• [Prompt]
Rewrite the lines below with every "marker" changed to "point" and nothing else altered. Leave the pictures out of your version.
=====
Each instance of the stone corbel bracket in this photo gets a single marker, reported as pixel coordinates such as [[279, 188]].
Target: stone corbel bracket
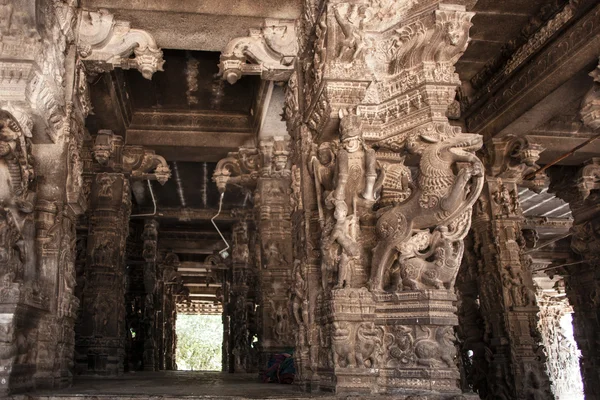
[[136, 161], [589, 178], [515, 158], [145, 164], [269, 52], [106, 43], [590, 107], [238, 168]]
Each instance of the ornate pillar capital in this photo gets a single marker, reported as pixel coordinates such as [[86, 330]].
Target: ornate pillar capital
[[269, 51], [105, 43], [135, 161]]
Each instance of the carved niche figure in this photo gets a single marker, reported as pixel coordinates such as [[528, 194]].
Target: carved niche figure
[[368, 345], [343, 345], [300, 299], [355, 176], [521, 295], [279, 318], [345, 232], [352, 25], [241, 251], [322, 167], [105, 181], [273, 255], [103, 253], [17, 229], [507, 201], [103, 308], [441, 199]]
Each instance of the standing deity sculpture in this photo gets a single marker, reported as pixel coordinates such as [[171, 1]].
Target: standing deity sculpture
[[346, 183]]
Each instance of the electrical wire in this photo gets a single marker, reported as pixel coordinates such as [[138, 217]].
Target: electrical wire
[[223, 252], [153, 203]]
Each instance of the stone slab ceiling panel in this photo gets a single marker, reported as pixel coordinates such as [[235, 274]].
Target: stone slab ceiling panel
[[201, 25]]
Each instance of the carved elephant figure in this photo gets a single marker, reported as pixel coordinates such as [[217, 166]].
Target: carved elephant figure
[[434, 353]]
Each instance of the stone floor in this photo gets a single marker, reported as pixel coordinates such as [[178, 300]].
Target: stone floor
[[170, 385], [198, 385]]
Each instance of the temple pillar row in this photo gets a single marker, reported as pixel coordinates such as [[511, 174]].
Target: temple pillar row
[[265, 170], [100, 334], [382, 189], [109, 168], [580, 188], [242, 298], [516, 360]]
=====
• [Written response]
Each instance of the stone corbel bracket in this photo gets a single point, reported as pixel coordinates such as [[279, 188]].
Target: stone corbel bracket
[[136, 161], [589, 178], [515, 158], [145, 164], [269, 52], [106, 43], [590, 107], [238, 168]]
Each instance of the ornate pillar capital in this photo gets a single point, reported as pixel coordinates such as [[86, 330]].
Target: ornate pillar capital
[[269, 51], [105, 43], [135, 161]]
Each instance of the carved niche figure in this photo gets a single point, reported as pixel coordinates such as [[528, 194]].
Target: carved niche figure
[[368, 345], [343, 345], [300, 299], [355, 176], [521, 295], [279, 318], [345, 232], [352, 25], [241, 251], [322, 167], [105, 181], [273, 255], [103, 253], [17, 229], [507, 201], [103, 308], [441, 199]]
Each instance of the standing deity sculpture in this photo gets a single point, reported as pixel coordinates such as [[171, 1]].
Target: standing deity sculpture
[[346, 183]]
Each instance of the electrical wire in this photo gets a single point, reported as pixel coordinates such as [[138, 217]].
Target: electrical wire
[[223, 252], [153, 203]]
Each instance of the stone slab ceiling panel in this photo gets a single point, reported as pixel coordinates such as [[235, 274]].
Target: stone slab ceiling panel
[[201, 25]]
Each instance of the carved elephant figure in this photo gets a single point, reported as pixel coordinates such as [[217, 166]].
Target: carved elephant figure
[[434, 353]]
Each instance of the stone floor in this photo gets a single point, reported as pixel coordinates such as [[178, 300]].
Target: stone floor
[[170, 385], [198, 385]]
Each instance of the temple pillar row in this photo gets a single point, reported as pixel coordinates such as [[511, 174]].
Target: temple pillar row
[[265, 170], [100, 334], [382, 189], [109, 168], [580, 188], [242, 298], [516, 360]]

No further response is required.